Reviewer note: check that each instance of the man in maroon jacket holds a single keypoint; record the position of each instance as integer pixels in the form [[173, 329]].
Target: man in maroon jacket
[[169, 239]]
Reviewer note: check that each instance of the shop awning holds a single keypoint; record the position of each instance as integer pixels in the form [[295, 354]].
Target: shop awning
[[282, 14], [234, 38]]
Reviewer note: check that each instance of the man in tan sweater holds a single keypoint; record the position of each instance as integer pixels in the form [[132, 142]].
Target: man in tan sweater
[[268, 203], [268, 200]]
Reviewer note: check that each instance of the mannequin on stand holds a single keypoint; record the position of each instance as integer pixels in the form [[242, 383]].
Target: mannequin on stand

====

--- What you will do ---
All of the records go in your answer, copied exactly.

--- Answer space ---
Reviewer note: check that each instance of the man in maroon jacket holds a single keypoint; record the position of each instance as integer pixels in the form [[173, 329]].
Target: man in maroon jacket
[[169, 239]]
Reviewer note: check that each instance of the shop awning holds a single keypoint; record the position of each instance as integer pixels in the form [[295, 354]].
Target: shop awning
[[282, 14], [234, 38]]
Reviewer note: check that each instance of the man in tan sweater holds a single keypoint; record the position of each instance as integer pixels in the form [[132, 142]].
Target: man in tan sweater
[[268, 203], [268, 200]]
Reviewer note: check that each instance of the mannequin on stand holds a single keypoint; record the position of each instance as integer pixels in the form [[242, 383]].
Target: mannequin on stand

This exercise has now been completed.